====== SOURCE TEXT ======
Andrew Taylor

We sit down with Andrew Taylor to talk about the world of rugby and his career!


Change is something that frightens many.
Whether it be a change in lifestyle or a change in haircut, some people just can’t seem to grasp it. Someone who is not affected by such problems is 24-year old Andrew Taylor, a Trinidadian-born centre who has relocated to Southampton.

So why would anyone want to leave the beautiful island of Trinidad you might ask?

“Well the Warsash Navigational School is what brought me over here,” says Taylor. “I’m studying to be an officer of Maritime ships and it is quite a reputable college. As they are part of Solent it allowed me to play for the rugby team.”

The sport of rugby has been a huge part of Taylor’s life. He started playing the game just four years ago, yet months later he was pulling on the Trinidad national shirt; a remarkable rise for such a young talent. Rugby may not be the biggest sport in the Caribbean but it was something that was in Taylor’s blood, and he demonstrated such an amicable modesty when talking about his career to date.

“I got drafted into the national team mostly because of my size and fitness,” he says. “I didn’t expect to get called up so quickly but I have always been around rugby as my family has always played it.I knew the game before having started but I didn’t expect to go so far as quickly as I did.”

He speaks with such passion and enthusiasm that you start to get an idea as to why his progression was so rapid. However, despite his seemingly meteoric leap into the international fold, when his debut came it didn’t exactly go to plan.
====== DATASET CONTENT ======
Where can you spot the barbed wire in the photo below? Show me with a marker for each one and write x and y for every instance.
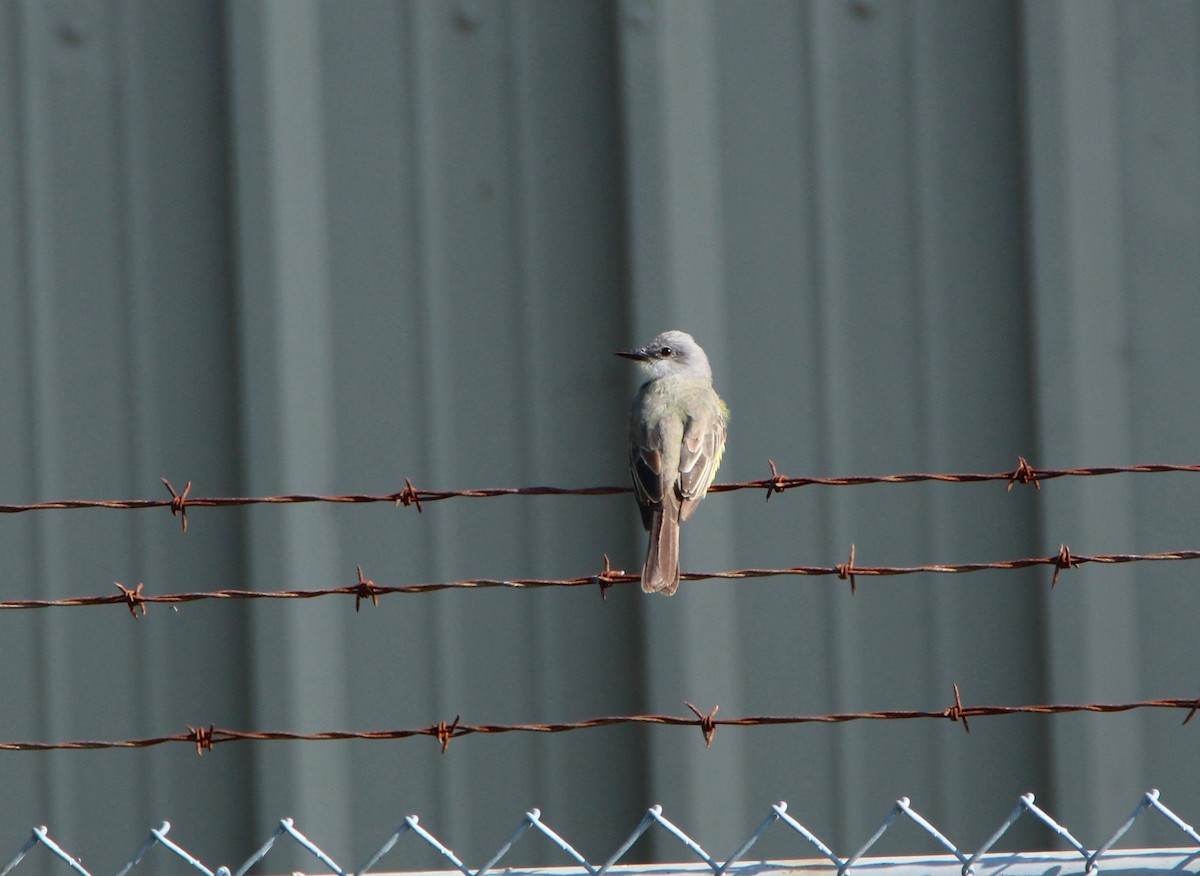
(777, 483)
(136, 598)
(204, 738)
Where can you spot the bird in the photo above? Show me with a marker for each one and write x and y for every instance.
(677, 430)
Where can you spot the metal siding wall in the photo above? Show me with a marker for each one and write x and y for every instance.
(466, 198)
(865, 228)
(1114, 258)
(912, 235)
(115, 315)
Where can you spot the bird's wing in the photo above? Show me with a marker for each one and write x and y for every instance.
(703, 443)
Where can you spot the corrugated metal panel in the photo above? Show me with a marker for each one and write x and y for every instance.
(303, 246)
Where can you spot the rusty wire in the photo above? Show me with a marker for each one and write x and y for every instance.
(777, 483)
(204, 738)
(136, 599)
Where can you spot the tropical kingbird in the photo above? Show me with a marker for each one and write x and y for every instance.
(676, 442)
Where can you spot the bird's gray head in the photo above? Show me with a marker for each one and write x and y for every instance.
(671, 353)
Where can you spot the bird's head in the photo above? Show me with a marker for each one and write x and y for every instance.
(671, 353)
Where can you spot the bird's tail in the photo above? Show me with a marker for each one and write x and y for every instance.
(661, 570)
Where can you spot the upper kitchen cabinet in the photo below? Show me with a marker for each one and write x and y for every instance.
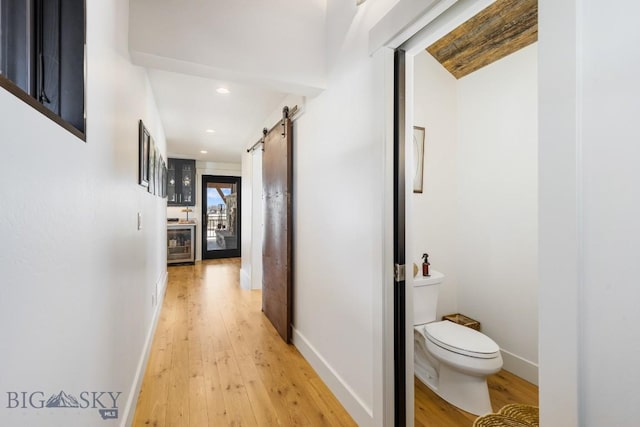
(181, 182)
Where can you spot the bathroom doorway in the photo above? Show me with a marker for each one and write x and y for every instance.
(476, 214)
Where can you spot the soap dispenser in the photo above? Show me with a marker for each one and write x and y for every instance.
(425, 265)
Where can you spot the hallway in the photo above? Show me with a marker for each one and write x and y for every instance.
(217, 361)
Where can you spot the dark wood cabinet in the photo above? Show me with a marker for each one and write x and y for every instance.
(181, 182)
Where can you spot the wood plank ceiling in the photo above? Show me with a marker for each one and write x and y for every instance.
(497, 31)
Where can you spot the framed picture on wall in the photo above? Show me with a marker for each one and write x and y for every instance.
(418, 158)
(152, 166)
(143, 155)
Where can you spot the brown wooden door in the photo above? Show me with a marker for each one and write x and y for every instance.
(277, 179)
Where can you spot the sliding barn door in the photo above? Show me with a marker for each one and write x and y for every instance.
(277, 179)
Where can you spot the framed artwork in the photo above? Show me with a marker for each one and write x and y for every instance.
(418, 158)
(143, 155)
(152, 166)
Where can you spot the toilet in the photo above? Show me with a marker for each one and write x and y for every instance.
(452, 360)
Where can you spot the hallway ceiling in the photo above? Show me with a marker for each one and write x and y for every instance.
(260, 51)
(504, 27)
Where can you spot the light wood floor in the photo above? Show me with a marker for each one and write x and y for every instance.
(217, 361)
(504, 388)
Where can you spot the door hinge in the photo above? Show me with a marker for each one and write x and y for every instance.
(398, 272)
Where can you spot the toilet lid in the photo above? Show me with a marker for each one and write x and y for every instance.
(461, 339)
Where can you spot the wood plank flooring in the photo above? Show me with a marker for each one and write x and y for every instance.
(504, 388)
(217, 361)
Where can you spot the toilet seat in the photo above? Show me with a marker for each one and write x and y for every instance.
(461, 339)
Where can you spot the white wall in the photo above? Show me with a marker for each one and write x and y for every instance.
(78, 276)
(203, 168)
(498, 206)
(338, 224)
(589, 213)
(433, 228)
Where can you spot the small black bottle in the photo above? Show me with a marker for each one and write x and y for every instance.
(425, 265)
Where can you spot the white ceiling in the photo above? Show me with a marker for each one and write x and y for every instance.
(190, 105)
(260, 50)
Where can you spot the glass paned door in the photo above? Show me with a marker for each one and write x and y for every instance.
(220, 216)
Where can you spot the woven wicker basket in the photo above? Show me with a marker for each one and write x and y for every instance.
(512, 415)
(525, 413)
(463, 320)
(497, 420)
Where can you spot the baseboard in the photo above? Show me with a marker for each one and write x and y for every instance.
(519, 366)
(352, 403)
(130, 407)
(245, 279)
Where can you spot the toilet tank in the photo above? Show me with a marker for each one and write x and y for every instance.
(425, 297)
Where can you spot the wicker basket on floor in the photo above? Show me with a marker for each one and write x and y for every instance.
(513, 415)
(497, 420)
(525, 413)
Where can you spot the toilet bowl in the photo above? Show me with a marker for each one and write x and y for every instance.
(451, 359)
(454, 361)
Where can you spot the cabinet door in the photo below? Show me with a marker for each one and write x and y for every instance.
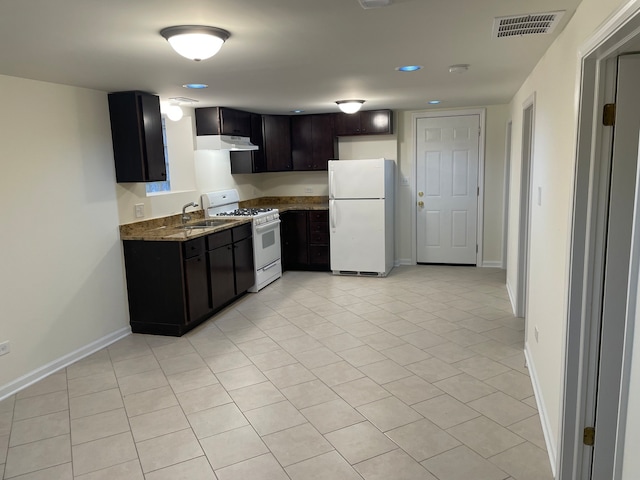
(323, 141)
(302, 142)
(235, 122)
(197, 287)
(136, 133)
(276, 130)
(244, 269)
(221, 275)
(294, 240)
(251, 161)
(222, 121)
(375, 122)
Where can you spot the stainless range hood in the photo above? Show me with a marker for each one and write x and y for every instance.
(224, 142)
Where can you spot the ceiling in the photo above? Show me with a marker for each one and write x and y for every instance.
(282, 54)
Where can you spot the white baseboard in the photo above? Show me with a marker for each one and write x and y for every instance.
(60, 363)
(542, 411)
(512, 298)
(492, 264)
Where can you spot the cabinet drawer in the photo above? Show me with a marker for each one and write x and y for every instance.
(318, 255)
(316, 227)
(319, 216)
(218, 239)
(241, 232)
(193, 248)
(321, 237)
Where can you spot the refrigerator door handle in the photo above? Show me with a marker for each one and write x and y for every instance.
(331, 183)
(332, 213)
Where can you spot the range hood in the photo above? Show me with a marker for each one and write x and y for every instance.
(224, 142)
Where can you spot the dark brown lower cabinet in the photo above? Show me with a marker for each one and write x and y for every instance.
(174, 286)
(305, 240)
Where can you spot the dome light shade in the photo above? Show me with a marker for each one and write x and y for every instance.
(350, 106)
(196, 42)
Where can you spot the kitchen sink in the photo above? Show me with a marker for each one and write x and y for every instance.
(204, 224)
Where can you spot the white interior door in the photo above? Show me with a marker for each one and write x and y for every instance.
(447, 188)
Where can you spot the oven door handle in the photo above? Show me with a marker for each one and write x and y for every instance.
(268, 226)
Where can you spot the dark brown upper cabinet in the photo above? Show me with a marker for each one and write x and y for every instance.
(251, 161)
(313, 142)
(223, 121)
(368, 122)
(136, 133)
(276, 131)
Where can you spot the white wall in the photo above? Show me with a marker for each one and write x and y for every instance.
(62, 273)
(555, 84)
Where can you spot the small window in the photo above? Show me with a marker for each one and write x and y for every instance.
(164, 186)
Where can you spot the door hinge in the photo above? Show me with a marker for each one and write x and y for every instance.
(589, 436)
(609, 115)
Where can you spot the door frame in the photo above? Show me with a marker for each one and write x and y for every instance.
(414, 190)
(507, 187)
(595, 78)
(526, 193)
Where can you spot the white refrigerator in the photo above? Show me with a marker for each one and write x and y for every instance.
(361, 233)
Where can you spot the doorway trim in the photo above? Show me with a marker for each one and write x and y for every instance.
(526, 193)
(481, 147)
(507, 187)
(586, 250)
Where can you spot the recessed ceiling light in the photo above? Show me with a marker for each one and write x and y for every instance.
(195, 86)
(409, 68)
(459, 68)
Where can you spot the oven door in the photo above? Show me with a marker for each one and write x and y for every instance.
(266, 243)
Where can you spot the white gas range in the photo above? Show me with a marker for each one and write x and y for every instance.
(266, 232)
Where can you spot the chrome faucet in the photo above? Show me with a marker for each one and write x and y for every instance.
(185, 216)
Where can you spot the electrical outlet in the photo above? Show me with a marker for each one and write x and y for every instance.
(139, 210)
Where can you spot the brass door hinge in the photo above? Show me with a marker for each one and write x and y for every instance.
(589, 436)
(609, 115)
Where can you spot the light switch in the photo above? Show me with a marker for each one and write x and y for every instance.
(139, 209)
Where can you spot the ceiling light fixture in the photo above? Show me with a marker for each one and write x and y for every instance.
(196, 42)
(459, 68)
(366, 4)
(409, 68)
(350, 106)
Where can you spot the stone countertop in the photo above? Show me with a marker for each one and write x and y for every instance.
(284, 204)
(169, 228)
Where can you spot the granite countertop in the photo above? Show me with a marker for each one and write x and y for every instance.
(284, 204)
(168, 228)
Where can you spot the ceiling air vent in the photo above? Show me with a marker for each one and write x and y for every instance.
(532, 24)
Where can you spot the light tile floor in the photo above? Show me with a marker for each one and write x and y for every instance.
(419, 376)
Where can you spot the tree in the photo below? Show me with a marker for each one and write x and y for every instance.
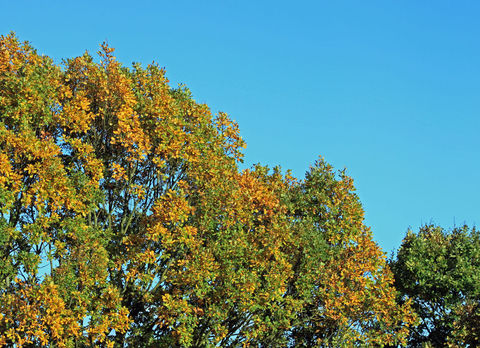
(440, 272)
(339, 272)
(125, 220)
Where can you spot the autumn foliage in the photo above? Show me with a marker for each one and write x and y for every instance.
(125, 220)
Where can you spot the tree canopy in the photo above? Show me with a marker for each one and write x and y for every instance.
(126, 221)
(439, 271)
======
> [WORK ITEM]
Write the next part of the rugby profile of Andrew Taylor, beginning right after its last sentence.

> [YOUR RESPONSE]
“I broke my leg in the first game so I was out for the whole of my first season,” he recalls with a smile. “It was a bad break and I had to have surgery and they put a plate in so I was out for that year but I came back and now I’m playing full time.”

Apart from that early setback, Taylor has enjoyed a decent career with the national side, nicknamed the ‘Calypso Warriors,’ and he has represented his country at both the shorter and longer format of the game.Once he had recovered from the long-term injury, he became an instrumental part of a side that was ever-growing in the rugby world. Of course they are no All-Blacks, but they sit a respectable 50th in the IRB world rankings, and they are currently the highest-placed Caribbean nation.

His team-mates may count themselves lucky he even plays rugby, as he could have potentially made a career out of a game much more recognisable in the Caribbean; cricket.

“I played cricket for about ten years and again I made the national team at under-17 level,” Taylor said.“ After that though it became very time consuming. It is very difficult to become a pro cricketer in the Caribbean without sacrificing school and all these other things.“It just became too much. Rugby is a couple of nights a week and it doesn’t take that much time out of your life.”

Time is certainly on Taylor’s side.

At just 24, he is in his third year at Solent University and will hope to pursue his career ambition when he graduates next summer.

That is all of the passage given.